▶ _Your goal_: Echo everything in the thread on data service definitions from "agbeltran commented 5" down to "has been dropped.".
## Begin Selected text
A site or end-point for discovery, for access, or for the processing of data or related resources.

[removed section on DDS definition - was looking at old version]

I also agree with @agreiner that it feels odd that there is just this one kind of service that is a subclass of DataService and I wonder if it couldn't somehow be accommodated within DataService. Is there functionality that would be lost (or gained!) if dcat:servesDataset were to be used with DataService?

dr-shorthair commented 5 years ago

How about these definitions -

DS - "A site or end-point providing operations related to the discovery of, access to, or processing functions on data or related resources"

DDS - "A site or end-point that provides access to distributions of datasets"

And we might also add a usage note on DDS - "A Discovery Service is a DDS that provides access to a Catalog" ... and then drop the separate DiscoveryService class.

agbeltran commented 5 years ago

Those definitions sound good to me. Should the note say "A Data Discovery Service is a DDS that provides access to a Catalog"?

dr-shorthair commented 5 years ago

I've made some further clarifications in the text of the normative and introductory (scope) sections. Following discussion towards the end of today's DCAT telecon, the named class DiscoveryService has been dropped.

@agreiner and @kcoyle please read these to check if they work for you:

kcoyle commented 5 years ago

Thanks, @dr-shorthair - now I see what the "processing" was about and it's much clearer.

That resolves the issue of the definitions, but I think there hasn't been an answer to @agreiner 's question (which I seconded) asking if DataDistributionService couldn't be treated as a DataService with necessitating its own class. Couldn't this be one of the possible values of dcat:endpointDescription?

dr-shorthair commented 5 years ago

@kcoyle I thought that had I addressed @agreiner concerns here.

The second usage note here points out that dct:type can be used for typing. And IMO DDS is an important enough sub-class that it merits its own name - see also the first usage note here

kcoyle commented 5 years ago

I'll let @agreiner answer whether she thinks her concerns are addressed.
## End Selected text
## Begin Information supplied
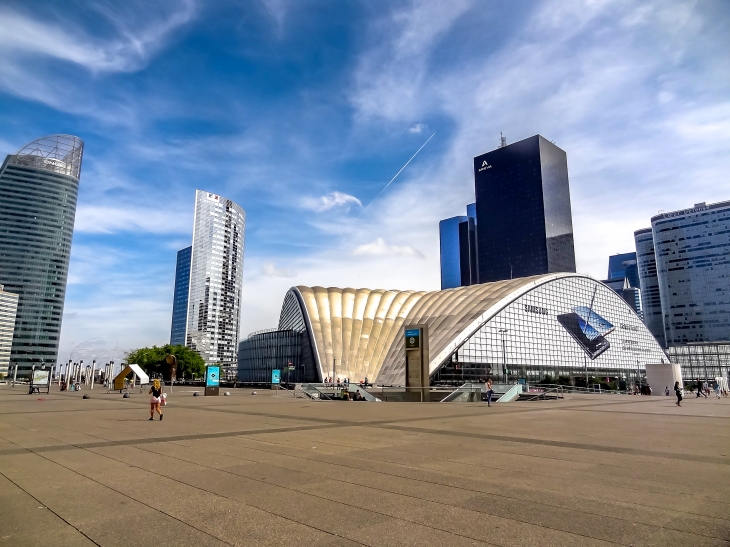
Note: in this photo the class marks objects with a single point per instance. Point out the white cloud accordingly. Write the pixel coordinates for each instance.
(270, 270)
(380, 247)
(329, 201)
(137, 39)
(418, 128)
(100, 219)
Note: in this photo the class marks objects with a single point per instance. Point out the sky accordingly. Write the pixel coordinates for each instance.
(302, 112)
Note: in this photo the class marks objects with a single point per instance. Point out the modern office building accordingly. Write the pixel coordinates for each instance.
(457, 241)
(704, 360)
(8, 311)
(38, 191)
(623, 277)
(262, 352)
(624, 265)
(180, 297)
(651, 304)
(216, 277)
(692, 249)
(560, 324)
(525, 224)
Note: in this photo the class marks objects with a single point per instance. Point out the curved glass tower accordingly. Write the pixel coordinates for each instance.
(38, 191)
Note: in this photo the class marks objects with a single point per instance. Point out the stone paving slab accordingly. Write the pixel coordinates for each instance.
(274, 470)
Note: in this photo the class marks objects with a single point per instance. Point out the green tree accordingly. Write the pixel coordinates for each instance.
(152, 360)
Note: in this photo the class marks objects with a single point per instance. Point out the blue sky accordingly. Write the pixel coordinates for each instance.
(301, 112)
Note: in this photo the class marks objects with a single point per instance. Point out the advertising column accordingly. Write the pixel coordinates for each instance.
(212, 379)
(417, 373)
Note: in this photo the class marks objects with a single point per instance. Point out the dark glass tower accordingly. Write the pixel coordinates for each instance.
(457, 238)
(38, 191)
(523, 205)
(180, 297)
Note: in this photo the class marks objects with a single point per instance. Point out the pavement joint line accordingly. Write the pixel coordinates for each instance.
(215, 493)
(499, 494)
(129, 497)
(562, 444)
(150, 440)
(359, 507)
(491, 493)
(51, 510)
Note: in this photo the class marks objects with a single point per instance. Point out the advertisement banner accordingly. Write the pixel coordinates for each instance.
(212, 376)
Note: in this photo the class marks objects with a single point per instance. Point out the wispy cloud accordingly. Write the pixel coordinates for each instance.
(330, 201)
(379, 247)
(94, 219)
(270, 270)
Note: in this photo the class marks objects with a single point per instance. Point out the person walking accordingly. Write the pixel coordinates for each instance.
(156, 391)
(490, 391)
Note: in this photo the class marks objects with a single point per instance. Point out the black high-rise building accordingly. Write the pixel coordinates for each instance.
(523, 206)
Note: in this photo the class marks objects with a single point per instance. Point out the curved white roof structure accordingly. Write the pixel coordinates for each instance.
(361, 330)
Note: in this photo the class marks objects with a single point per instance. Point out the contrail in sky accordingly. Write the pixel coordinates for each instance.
(399, 172)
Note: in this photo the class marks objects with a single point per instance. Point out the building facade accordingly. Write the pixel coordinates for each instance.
(262, 352)
(525, 223)
(692, 248)
(623, 277)
(560, 324)
(180, 297)
(8, 311)
(38, 192)
(216, 278)
(458, 250)
(704, 360)
(651, 304)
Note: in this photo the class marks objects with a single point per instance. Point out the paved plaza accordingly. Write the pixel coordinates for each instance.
(274, 470)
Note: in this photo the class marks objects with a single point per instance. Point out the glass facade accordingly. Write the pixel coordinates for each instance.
(705, 361)
(38, 192)
(216, 276)
(523, 205)
(180, 297)
(568, 327)
(458, 248)
(8, 311)
(623, 265)
(651, 304)
(692, 248)
(262, 352)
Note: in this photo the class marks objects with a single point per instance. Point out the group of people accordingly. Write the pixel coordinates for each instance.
(345, 383)
(703, 389)
(357, 396)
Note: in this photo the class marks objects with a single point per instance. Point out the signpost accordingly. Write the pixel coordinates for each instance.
(212, 379)
(41, 379)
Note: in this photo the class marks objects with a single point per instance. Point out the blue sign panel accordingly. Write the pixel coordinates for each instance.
(413, 338)
(212, 376)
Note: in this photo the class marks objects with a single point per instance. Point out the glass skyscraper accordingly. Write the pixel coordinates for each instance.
(216, 277)
(523, 206)
(180, 297)
(692, 248)
(457, 240)
(651, 303)
(38, 192)
(8, 311)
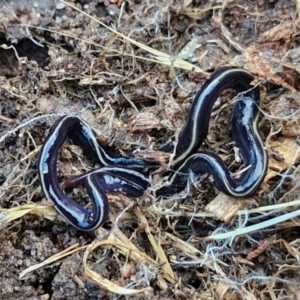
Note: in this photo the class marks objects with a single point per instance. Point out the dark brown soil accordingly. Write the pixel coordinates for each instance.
(56, 60)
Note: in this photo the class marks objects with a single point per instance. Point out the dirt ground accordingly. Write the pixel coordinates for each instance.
(131, 70)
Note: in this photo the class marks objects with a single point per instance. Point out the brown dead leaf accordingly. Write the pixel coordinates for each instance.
(225, 207)
(262, 68)
(145, 121)
(279, 32)
(286, 149)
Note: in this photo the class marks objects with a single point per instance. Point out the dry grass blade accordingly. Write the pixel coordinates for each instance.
(52, 259)
(158, 56)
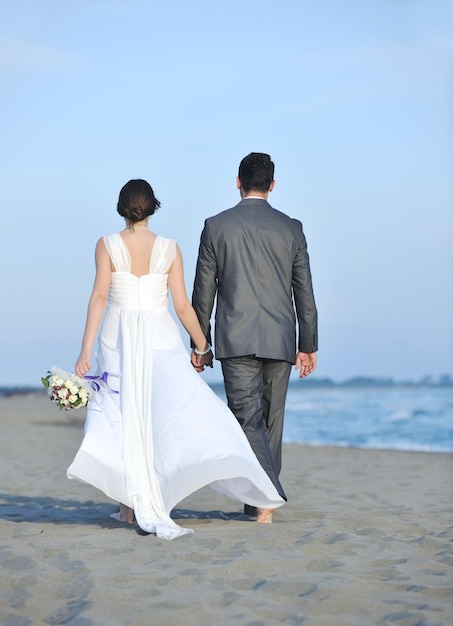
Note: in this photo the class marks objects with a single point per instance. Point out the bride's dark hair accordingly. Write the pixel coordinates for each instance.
(137, 201)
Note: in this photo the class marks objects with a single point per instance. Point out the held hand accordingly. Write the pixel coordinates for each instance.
(306, 362)
(83, 365)
(200, 361)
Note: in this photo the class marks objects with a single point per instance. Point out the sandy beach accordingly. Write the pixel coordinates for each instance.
(365, 539)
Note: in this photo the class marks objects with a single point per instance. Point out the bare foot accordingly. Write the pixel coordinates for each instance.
(264, 516)
(126, 515)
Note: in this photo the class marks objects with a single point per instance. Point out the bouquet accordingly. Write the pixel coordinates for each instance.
(68, 391)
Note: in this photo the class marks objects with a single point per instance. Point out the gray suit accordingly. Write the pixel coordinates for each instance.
(254, 259)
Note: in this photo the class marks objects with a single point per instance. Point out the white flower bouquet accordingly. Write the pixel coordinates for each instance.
(68, 391)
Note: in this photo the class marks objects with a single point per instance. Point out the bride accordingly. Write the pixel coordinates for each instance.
(155, 432)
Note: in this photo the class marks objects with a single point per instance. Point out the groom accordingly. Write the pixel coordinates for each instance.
(254, 259)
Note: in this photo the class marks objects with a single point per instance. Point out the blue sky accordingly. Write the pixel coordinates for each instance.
(352, 99)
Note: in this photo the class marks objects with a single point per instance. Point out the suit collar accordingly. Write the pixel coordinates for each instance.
(256, 202)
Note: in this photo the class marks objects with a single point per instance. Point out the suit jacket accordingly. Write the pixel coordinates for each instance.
(254, 259)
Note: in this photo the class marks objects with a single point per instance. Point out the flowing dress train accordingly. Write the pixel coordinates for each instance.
(156, 432)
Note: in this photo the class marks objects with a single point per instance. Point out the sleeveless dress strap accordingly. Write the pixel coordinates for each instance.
(163, 255)
(118, 252)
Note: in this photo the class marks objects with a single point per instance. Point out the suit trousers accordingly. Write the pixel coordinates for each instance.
(256, 392)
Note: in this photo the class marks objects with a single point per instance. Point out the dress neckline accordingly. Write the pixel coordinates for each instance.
(130, 259)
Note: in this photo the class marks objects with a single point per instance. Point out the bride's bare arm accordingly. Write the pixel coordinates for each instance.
(182, 305)
(96, 307)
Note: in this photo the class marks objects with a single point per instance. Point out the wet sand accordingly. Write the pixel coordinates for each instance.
(365, 539)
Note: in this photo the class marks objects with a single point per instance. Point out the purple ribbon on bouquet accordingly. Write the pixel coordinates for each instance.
(102, 379)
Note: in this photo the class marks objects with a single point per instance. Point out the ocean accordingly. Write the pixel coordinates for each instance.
(418, 418)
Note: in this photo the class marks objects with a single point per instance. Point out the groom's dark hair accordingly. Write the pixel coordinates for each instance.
(256, 172)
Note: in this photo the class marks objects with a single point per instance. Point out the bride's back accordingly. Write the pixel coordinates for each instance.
(140, 244)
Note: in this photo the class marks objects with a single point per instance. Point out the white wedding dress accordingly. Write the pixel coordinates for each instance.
(165, 434)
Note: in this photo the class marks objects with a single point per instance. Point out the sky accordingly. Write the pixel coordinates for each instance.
(352, 100)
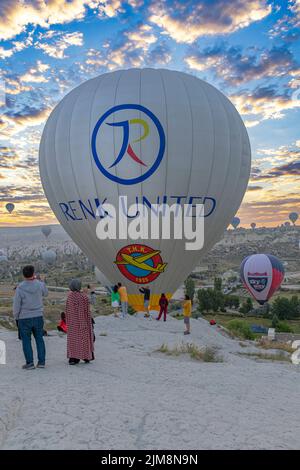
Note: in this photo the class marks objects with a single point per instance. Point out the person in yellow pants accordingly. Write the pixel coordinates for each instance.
(187, 313)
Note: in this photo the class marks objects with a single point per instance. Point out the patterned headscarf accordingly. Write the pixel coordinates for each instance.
(75, 285)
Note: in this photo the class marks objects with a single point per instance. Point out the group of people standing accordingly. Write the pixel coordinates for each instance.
(76, 321)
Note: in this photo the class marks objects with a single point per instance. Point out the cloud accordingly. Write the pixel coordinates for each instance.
(160, 54)
(35, 74)
(16, 121)
(289, 169)
(8, 157)
(287, 27)
(57, 43)
(16, 15)
(236, 67)
(263, 103)
(131, 49)
(187, 20)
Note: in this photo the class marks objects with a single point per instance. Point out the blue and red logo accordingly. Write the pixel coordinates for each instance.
(112, 128)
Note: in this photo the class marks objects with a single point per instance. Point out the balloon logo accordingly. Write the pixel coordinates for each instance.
(140, 263)
(262, 275)
(101, 133)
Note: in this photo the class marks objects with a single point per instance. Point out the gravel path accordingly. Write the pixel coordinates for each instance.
(132, 397)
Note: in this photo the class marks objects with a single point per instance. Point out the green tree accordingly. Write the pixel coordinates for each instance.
(231, 301)
(189, 287)
(275, 321)
(204, 300)
(218, 284)
(294, 307)
(281, 308)
(247, 306)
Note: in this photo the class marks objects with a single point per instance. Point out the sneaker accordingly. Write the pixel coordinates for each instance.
(28, 366)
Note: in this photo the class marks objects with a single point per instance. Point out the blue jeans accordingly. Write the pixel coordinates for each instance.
(36, 327)
(124, 309)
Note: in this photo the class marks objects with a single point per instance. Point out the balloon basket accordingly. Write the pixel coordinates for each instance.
(136, 301)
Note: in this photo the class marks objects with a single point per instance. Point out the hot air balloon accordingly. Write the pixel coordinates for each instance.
(103, 280)
(49, 256)
(262, 275)
(46, 231)
(154, 136)
(293, 217)
(235, 222)
(10, 207)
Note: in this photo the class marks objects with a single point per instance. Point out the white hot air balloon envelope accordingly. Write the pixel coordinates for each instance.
(49, 256)
(155, 136)
(46, 231)
(10, 207)
(293, 216)
(235, 222)
(103, 280)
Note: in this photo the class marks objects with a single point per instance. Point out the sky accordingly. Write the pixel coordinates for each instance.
(248, 49)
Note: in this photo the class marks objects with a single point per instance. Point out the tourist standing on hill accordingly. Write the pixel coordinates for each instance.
(124, 299)
(187, 313)
(163, 304)
(28, 312)
(80, 344)
(115, 300)
(146, 291)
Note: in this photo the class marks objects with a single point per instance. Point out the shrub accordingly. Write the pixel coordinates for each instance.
(240, 328)
(285, 308)
(189, 288)
(247, 306)
(283, 327)
(131, 310)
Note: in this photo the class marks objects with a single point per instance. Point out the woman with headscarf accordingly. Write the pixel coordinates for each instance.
(80, 334)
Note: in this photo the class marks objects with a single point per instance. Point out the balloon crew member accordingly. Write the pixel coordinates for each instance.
(62, 326)
(80, 340)
(124, 299)
(28, 310)
(146, 291)
(187, 313)
(163, 303)
(115, 300)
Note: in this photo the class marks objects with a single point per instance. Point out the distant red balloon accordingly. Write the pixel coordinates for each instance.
(262, 275)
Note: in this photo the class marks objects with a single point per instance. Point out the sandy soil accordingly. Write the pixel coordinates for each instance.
(132, 397)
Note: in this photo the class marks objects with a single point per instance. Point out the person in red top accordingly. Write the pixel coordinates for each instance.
(163, 303)
(80, 344)
(62, 326)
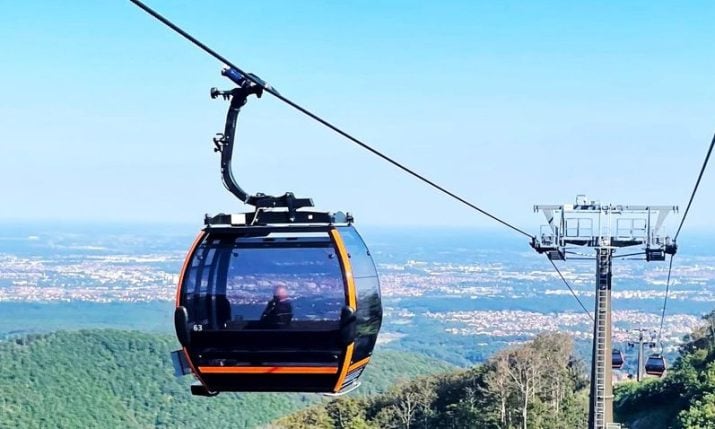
## End Information supplied
▶ _Output below_:
agbeltran commented 5 years ago

Those definitions sound good to me. Should the note say "A Data Discovery Service is a DDS that provides access to a Catalog"?

dr-shorthair commented 5 years ago

I've made some further clarifications in the text of the normative and introductory (scope) sections. Following discussion towards the end of today's DCAT telecon, the named class DiscoveryService has been dropped.